_WORK TASK A_
Please decide whether each statement agrees with the blog post on IMF spending below: (i) The writer saw the spending call on the Guardian website this morning. (ii) The post states that the U.S. Fed has already raised rates to a normal level. (iii) The Guardian report on the Austerity March concerned a march in Manchester. Answer yes or no for each, quoting the words from the post that settle it.
_WORK TASK B_
Quote word for word the stretch of the blog post on IMF spending from "After the decision" through "trade deficits worldwide.".

_SELECTED EXTRACT_
After the decision by the oil producing nations – my interest tweaked as to which currency would benefit.
Just interested on on impact of Yen.
Will see whether the Middle East interested later today – my guess is yes!
I may be prone to knee jerk reactions – none more so when I see the Wicked Witch’s comments in regard to the economy.
Opened up the Guardian website this morning and saw that she has called for additional spending to combat the looming trade deficits worldwide.
Well why not?
All countries to continue to borrow to spend – yet all countries are mired in debt.
My question to this significant mouthpiece of the ‘Banking Industry’ is why do not Governments just cut spending?
Reduce Government and operate within a budget to maintain a surplus and then repay the debt.
That in itself whilst it is reasonable – does not fit the IMF agenda.
Ever wonder why the U.S. Fed has not increased rates to normal level?
One can presume that her best friend Pres. Obama has leverage on one Yellen.
If – and when the Fed does increase rates – which they will – then what happens to that capacity to repay the interest on borrowings?
I doubt La Grande will take that situation into account – when times are tough the IMF is prosperous and lender of last resort.
Then one must follow their ‘la grade’ ideas and instructions or one looses sovereign assets – sold at fire sale value to her best friends.
Tsipras knows all about this – he is still smarting after the neutering.
Full article can be read here.
Also in the Guardian was a report on the Austerity March in London – after 8 years of Carney and Osborne policies the populous are getting vocal – again.

_RECORDS SHOWN_
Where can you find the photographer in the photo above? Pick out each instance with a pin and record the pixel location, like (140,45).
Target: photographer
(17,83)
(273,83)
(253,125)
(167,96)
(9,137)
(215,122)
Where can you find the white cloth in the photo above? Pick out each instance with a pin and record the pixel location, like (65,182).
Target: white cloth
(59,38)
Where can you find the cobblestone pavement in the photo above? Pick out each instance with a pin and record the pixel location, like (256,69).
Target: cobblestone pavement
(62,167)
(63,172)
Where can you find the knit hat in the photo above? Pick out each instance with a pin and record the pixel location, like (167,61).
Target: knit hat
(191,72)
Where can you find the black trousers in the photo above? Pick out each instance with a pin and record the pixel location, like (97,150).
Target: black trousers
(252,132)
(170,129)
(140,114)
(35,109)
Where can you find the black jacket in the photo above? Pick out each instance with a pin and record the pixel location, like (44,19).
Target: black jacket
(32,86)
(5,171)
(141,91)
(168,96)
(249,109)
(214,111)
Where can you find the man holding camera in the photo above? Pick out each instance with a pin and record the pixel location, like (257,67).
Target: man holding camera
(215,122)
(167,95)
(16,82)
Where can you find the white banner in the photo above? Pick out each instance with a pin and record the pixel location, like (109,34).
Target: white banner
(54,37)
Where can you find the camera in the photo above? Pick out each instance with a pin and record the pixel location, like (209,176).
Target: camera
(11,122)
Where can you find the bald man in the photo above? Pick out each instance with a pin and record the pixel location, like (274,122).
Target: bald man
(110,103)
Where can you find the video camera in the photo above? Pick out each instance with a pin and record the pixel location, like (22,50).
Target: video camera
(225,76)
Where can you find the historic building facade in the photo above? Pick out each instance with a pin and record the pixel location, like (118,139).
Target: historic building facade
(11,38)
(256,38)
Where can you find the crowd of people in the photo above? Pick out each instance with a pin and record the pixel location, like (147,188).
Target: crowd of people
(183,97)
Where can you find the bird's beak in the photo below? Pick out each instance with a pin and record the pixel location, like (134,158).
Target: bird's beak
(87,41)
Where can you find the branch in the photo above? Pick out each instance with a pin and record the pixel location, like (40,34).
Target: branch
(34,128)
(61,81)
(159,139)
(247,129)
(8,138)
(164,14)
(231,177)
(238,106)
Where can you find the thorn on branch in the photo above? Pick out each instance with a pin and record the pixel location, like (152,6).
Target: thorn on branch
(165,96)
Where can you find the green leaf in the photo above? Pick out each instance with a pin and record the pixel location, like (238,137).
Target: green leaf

_ANSWER AREA A_
(i) Yes: "Opened up the Guardian website this morning and saw that she has called for additional spending to combat the looming trade deficits worldwide."
(ii) No: "Ever wonder why the U.S. Fed has not increased rates to normal level?"
(iii) No: "Also in the Guardian was a report on the Austerity March in London"

_ANSWER AREA B_
After the decision by the oil producing nations – my interest tweaked as to which currency would benefit.
Just interested on on impact of Yen.
Will see whether the Middle East interested later today – my guess is yes!
I may be prone to knee jerk reactions – none more so when I see the Wicked Witch’s comments in regard to the economy.
Opened up the Guardian website this morning and saw that she has called for additional spending to combat the looming trade deficits worldwide.